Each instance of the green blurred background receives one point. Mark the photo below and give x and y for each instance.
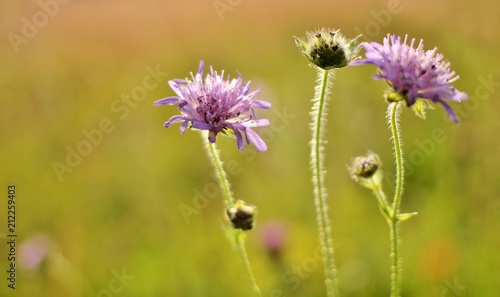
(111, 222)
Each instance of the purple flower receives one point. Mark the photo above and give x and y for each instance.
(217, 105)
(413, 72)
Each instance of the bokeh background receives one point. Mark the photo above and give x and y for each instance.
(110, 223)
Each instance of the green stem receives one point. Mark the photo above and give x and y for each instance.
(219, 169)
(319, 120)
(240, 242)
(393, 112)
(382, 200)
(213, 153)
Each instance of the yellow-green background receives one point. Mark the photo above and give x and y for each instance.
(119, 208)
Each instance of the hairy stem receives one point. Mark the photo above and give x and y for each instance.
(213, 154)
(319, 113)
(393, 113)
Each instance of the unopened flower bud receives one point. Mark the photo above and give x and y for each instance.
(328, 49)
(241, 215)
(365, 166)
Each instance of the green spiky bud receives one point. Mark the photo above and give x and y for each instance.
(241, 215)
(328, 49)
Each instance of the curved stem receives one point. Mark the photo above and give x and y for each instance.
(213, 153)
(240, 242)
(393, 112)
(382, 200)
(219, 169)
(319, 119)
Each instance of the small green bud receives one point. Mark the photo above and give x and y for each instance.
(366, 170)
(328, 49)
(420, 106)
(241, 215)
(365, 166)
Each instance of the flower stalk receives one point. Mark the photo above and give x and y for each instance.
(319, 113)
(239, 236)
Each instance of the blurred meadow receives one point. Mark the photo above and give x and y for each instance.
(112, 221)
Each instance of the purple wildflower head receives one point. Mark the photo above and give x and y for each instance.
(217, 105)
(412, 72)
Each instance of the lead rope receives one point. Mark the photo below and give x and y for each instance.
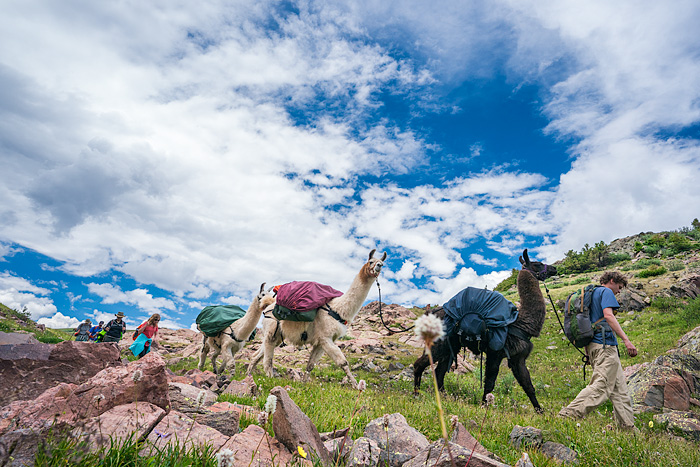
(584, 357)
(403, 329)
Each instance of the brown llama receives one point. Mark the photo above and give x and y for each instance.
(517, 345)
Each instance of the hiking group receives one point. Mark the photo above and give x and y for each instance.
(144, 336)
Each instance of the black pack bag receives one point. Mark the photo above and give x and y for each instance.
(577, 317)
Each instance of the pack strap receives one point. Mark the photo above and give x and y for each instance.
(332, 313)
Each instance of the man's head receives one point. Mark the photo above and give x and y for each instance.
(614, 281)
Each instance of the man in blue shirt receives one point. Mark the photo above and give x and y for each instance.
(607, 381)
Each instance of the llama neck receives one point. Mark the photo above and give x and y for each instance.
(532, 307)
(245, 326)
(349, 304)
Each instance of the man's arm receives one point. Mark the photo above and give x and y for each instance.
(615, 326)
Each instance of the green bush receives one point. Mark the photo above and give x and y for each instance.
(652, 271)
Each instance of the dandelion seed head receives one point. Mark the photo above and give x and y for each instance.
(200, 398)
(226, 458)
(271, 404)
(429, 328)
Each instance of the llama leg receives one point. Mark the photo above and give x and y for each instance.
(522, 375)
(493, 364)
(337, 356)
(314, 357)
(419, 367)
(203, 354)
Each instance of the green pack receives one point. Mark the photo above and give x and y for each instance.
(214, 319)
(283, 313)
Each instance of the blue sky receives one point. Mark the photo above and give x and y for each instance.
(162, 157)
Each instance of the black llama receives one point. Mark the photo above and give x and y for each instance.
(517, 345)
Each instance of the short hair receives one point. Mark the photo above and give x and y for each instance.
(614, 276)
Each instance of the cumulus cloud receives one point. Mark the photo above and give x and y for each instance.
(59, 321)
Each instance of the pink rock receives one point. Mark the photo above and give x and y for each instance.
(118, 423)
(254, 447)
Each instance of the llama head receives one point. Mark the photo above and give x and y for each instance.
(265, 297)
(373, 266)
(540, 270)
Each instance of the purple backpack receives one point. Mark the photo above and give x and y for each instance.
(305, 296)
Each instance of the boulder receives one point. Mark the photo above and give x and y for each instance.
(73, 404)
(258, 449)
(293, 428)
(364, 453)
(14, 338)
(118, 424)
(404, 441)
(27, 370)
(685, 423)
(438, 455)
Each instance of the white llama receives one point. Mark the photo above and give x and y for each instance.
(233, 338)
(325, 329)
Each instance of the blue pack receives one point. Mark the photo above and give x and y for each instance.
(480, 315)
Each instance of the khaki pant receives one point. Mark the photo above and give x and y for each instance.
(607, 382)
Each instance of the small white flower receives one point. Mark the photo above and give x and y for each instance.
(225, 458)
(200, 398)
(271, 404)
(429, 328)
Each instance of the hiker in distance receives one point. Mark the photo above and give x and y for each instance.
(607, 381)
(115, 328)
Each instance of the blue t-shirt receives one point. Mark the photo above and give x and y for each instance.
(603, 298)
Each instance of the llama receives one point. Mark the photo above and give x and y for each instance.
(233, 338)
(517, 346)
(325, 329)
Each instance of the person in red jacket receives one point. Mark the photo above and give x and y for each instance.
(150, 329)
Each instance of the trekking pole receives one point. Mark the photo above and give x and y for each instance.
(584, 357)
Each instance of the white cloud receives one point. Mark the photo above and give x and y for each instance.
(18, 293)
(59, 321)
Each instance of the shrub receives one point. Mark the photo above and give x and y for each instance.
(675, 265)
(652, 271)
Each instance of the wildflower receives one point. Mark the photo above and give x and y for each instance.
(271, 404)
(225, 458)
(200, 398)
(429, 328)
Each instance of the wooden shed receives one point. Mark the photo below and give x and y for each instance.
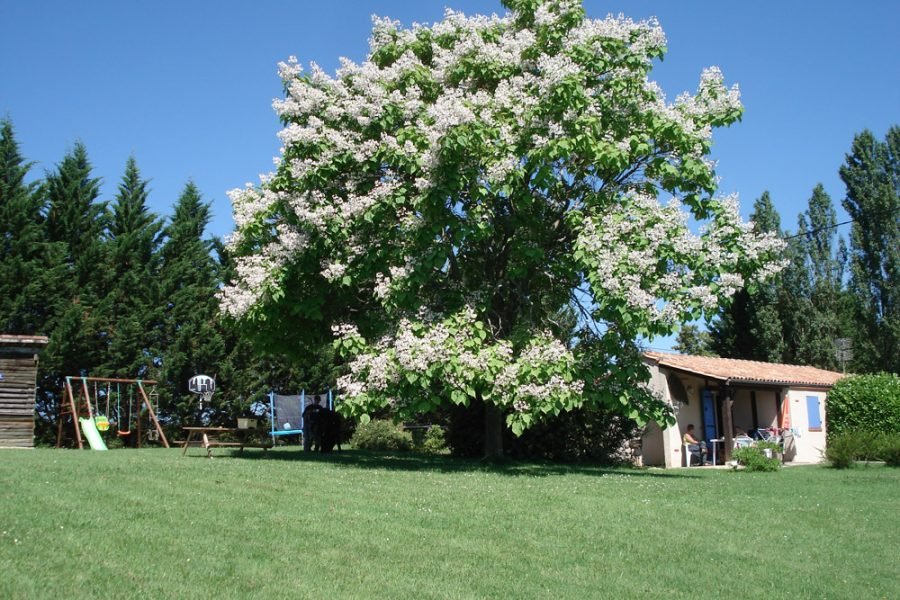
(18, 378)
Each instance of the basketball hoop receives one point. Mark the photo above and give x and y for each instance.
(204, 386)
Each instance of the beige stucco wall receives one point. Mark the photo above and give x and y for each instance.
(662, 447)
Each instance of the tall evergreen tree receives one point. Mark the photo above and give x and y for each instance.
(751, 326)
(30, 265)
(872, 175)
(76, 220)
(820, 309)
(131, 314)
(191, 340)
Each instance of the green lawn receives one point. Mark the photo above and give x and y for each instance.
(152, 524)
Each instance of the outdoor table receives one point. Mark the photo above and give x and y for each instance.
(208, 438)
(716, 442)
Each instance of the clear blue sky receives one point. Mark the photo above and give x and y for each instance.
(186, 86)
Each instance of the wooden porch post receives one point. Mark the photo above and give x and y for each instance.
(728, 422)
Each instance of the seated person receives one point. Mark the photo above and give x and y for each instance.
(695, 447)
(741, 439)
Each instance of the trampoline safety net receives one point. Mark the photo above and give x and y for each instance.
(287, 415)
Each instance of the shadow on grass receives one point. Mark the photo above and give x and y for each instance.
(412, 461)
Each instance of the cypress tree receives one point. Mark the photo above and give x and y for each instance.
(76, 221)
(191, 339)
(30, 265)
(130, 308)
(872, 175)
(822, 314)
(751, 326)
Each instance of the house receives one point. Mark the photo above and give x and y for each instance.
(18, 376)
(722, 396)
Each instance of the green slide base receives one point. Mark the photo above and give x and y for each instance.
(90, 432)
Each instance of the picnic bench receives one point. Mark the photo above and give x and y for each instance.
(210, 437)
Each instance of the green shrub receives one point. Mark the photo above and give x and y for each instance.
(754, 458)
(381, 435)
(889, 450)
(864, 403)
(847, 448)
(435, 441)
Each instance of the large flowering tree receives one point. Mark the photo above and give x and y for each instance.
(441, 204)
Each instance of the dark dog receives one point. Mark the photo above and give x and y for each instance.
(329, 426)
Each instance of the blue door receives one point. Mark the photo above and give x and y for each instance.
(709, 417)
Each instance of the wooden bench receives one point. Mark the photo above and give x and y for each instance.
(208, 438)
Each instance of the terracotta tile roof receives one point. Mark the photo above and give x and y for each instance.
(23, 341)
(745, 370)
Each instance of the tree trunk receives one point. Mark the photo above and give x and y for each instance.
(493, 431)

§ §

**What is expected:** Rewrite every line from the one containing "Each instance of the trampoline" through the end of the records, requests included, and shift each x and y coordinate in the answers up by 33.

**Task solution:**
Each instance of the trampoline safety net receives one point. Mark the photo above and give x and y for each instance.
(320, 448)
Each instance of the shadow on grass receives one point. Mark the photo above and give x and y for each instance.
(445, 494)
Each instance of the cypress tree receives one point. Mark the photo above and give x and y for each instance.
(109, 254)
(224, 372)
(63, 298)
(163, 341)
(905, 208)
(855, 347)
(784, 359)
Each instance of the house receives one point. Mark the photo above and give x and y for each instance.
(51, 409)
(755, 429)
Each instance of the green slide base receives one point. Mark the photo above and give x and y for each instance.
(123, 465)
Each instance of the picnic bench receives one point. Mark the photo above and give x and y for each instance.
(243, 470)
Each instance of the green shrub receives one point. Mark the photo above and give x and y for each instance.
(787, 491)
(414, 468)
(922, 483)
(897, 436)
(880, 481)
(468, 474)
Each instance of the large flowering tree receives one point. Mark the photo above and give x and y for each instance.
(474, 237)
Each instance of the dark dog receives one point. Mark the photo above and give x and y for each instance.
(362, 459)
Each instance of the blue door receives one point. Mark the photo above and give x and y for each instance.
(742, 450)
Each instance of the wooden bench receives one point. Mark the photo above and give x and y for each instance.
(241, 471)
Each instance of the terracotta tile roof receives one point. Mark the photo above and give x and y for each instance.
(56, 374)
(778, 403)
Each instance of the tree trunk receives one point. Mark the photo above and give x and y for each instance.
(526, 464)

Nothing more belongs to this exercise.